Passage provided:
Segment Open
Legacy and Subsequent Plans
The First Five-Year Plan fundamentally altered Bhutan's trajectory as a nation. The road network it created broke the physical isolation that had defined the country for centuries, enabling trade, administration, and cultural exchange on a scale previously impossible. The schools and hospitals it established became the nuclei around which Bhutan's modern public service infrastructure would grow through subsequent five-year plans.
The plan also established the template for Bhutan's development model: centrally planned, heavily reliant on Indian funding and technical assistance, and prioritising infrastructure and human capital over industrialisation. This model continued through the Second Five-Year Plan (1966-1971) and beyond, with India remaining the principal donor through the early decades. The success of the first plan demonstrated that systematic development was possible even in one of the world's most geographically challenging and isolated countries.
Segment Closed
Data shown:
Segment Open
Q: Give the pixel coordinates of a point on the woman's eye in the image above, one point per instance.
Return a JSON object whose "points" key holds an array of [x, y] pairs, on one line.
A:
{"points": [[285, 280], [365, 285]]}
Segment Closed
Work request 1:
Answer these from the passage on Bhutan's development plans:
(a) What did the road network created by the First Five-Year Plan break?
(b) Which years did the Second Five-Year Plan cover?
(c) Which country remained the principal donor through the early decades?
Work request 2:
Translate this sentence from the passage on Bhutan's development plans into Spanish: "The success of the first plan demonstrated that systematic development was possible even in one of the world's most geographically challenging and isolated countries."
None of the tasks draw on the material.

Task output 1:
(a) The physical isolation that had defined the country for centuries.
(b) 1966-1971.
(c) India.

Task output 2:
El éxito del primer plan demostró que el desarrollo sistemático era posible incluso en uno de los países geográficamente más difíciles y aislados del mundo.